◆ STUDY MATERIAL ◆

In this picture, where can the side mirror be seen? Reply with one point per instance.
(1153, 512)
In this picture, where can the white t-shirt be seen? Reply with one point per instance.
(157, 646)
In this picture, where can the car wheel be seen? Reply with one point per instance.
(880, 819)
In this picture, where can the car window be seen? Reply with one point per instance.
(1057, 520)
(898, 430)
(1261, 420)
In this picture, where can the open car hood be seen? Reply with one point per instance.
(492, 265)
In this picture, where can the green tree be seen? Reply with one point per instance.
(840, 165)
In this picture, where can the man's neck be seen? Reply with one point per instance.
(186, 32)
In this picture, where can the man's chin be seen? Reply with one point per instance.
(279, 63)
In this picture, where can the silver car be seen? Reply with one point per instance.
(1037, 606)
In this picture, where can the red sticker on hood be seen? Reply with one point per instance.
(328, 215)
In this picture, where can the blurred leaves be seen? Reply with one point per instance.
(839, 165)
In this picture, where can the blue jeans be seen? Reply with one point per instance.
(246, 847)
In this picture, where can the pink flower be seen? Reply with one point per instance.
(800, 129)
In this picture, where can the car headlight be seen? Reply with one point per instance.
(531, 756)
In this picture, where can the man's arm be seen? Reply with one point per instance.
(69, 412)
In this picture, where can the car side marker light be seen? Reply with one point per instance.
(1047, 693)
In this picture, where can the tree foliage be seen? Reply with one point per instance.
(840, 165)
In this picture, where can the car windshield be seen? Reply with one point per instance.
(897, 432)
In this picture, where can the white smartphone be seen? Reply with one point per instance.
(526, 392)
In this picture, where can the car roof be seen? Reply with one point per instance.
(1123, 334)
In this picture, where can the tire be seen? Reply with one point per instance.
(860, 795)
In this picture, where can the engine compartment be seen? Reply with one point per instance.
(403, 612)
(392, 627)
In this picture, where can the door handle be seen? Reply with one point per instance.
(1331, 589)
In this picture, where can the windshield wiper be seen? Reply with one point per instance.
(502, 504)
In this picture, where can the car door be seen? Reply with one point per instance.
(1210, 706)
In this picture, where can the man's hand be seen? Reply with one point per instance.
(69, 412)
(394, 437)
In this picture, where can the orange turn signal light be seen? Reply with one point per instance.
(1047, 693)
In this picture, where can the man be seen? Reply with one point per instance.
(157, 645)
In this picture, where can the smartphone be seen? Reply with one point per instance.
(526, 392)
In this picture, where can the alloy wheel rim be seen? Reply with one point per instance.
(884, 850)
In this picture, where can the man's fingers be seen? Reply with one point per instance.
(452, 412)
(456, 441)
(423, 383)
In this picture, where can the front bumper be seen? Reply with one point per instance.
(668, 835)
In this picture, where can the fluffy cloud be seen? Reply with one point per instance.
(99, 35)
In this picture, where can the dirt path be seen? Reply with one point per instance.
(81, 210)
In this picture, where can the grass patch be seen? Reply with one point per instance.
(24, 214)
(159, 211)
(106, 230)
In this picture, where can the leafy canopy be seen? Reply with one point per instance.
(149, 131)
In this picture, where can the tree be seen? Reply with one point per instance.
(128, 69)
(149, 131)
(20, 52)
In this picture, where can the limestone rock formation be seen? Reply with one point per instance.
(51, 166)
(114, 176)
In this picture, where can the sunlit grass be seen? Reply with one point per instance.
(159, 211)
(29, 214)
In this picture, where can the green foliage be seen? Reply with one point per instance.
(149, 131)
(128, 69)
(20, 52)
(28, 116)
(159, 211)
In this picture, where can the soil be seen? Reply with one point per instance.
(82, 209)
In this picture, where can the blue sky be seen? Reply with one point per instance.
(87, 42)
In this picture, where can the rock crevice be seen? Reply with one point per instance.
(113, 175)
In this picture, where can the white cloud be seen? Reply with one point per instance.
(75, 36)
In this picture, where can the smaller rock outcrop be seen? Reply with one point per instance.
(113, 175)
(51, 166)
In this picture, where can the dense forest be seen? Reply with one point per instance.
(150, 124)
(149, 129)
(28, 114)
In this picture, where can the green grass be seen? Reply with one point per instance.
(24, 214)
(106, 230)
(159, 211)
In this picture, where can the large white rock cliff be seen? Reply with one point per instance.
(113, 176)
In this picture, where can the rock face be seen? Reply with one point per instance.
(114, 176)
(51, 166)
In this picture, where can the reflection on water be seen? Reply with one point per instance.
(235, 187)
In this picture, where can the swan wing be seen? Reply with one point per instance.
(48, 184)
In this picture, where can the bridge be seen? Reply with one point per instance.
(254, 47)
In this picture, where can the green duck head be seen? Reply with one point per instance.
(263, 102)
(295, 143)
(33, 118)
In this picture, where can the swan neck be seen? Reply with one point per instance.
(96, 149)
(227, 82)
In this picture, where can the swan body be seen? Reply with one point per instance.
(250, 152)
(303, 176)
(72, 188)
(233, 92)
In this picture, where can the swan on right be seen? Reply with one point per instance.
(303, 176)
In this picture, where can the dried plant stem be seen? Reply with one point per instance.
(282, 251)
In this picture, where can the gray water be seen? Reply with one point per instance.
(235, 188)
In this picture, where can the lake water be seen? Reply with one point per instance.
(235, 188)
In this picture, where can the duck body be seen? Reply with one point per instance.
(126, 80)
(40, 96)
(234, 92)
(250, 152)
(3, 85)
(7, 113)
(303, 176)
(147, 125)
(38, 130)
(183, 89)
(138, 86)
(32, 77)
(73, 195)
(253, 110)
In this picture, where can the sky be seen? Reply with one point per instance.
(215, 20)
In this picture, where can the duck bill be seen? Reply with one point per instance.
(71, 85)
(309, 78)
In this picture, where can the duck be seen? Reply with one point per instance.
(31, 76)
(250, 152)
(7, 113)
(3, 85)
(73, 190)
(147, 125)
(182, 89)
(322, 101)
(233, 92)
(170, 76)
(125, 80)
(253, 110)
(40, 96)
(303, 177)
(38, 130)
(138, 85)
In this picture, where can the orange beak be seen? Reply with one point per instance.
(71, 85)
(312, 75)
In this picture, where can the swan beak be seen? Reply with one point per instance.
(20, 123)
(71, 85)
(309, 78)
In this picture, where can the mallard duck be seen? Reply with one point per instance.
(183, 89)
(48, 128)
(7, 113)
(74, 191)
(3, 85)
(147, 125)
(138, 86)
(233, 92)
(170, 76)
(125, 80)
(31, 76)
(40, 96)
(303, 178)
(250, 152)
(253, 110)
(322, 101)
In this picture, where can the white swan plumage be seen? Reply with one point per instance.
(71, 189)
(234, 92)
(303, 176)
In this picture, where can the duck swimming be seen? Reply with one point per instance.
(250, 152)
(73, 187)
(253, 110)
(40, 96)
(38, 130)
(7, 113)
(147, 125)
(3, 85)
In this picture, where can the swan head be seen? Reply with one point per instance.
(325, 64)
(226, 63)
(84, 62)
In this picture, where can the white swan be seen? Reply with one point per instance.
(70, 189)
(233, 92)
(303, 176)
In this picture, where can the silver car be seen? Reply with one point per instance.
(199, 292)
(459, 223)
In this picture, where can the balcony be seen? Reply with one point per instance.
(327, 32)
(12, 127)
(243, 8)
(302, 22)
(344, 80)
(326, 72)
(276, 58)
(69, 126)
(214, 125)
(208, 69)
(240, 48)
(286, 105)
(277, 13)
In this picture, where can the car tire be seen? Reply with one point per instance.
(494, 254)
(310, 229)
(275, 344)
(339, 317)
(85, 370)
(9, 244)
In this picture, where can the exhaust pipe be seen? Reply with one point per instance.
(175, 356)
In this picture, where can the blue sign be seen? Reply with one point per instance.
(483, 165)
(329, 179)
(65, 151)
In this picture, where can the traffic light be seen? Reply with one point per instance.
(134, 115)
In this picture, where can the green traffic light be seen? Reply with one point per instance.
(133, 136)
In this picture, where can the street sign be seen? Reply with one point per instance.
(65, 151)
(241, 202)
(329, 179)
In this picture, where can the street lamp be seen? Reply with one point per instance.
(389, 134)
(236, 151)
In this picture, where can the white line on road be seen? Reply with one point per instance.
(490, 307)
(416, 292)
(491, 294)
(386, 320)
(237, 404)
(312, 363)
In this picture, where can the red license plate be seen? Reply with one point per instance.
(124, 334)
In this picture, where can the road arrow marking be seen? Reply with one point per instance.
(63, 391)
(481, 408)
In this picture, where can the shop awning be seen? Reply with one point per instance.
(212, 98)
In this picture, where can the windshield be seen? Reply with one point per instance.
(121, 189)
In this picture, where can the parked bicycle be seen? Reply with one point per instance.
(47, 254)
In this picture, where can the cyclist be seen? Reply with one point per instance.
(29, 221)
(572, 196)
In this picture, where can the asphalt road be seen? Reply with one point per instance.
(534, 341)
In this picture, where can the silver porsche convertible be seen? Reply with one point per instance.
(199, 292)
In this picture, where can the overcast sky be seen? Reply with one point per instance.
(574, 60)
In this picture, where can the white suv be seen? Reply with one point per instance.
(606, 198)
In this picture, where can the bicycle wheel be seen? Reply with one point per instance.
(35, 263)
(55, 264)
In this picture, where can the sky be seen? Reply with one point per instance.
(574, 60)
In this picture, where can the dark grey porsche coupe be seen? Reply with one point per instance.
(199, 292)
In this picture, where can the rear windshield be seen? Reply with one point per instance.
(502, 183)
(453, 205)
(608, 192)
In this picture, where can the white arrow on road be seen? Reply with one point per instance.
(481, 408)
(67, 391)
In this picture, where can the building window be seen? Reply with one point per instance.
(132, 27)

◆ WHAT YOU WILL DO ◆
Retype only the lines running from the line with "In this picture, where can the parked" to the end of the listing, including both of those lines.

◆ OUTPUT ◆
In this picture, where can the parked bicycle be seen? Reply with one point per instance.
(47, 254)
In this picture, where can the cyclist be seen? Reply with one point per instance.
(29, 221)
(572, 196)
In this picture, where can the asphalt road be seen? Reply with one point per instance.
(534, 341)
In this picture, where can the silver porsche convertible be seen? Reply with one point per instance.
(199, 292)
In this picture, where can the overcast sky be seen? Reply with one point per instance.
(574, 60)
In this picture, where can the white suv be seen? Reply with one point per instance.
(606, 198)
In this picture, where can the bicycle wheel be seen? Reply with one point per instance.
(35, 263)
(55, 264)
In this picture, where can the sky be seen? Reply with one point per instance.
(574, 60)
In this picture, where can the dark grey porsche coupe be seen? Reply with one point per instance.
(199, 292)
In this picture, where can the rear windshield be seen? Reply with one point per instance.
(502, 183)
(453, 205)
(608, 192)
In this picture, where can the white arrow on road be seen? Reply with one point per instance.
(481, 408)
(67, 391)
In this picture, where can the building window be seen? Reply with one point per instance.
(132, 27)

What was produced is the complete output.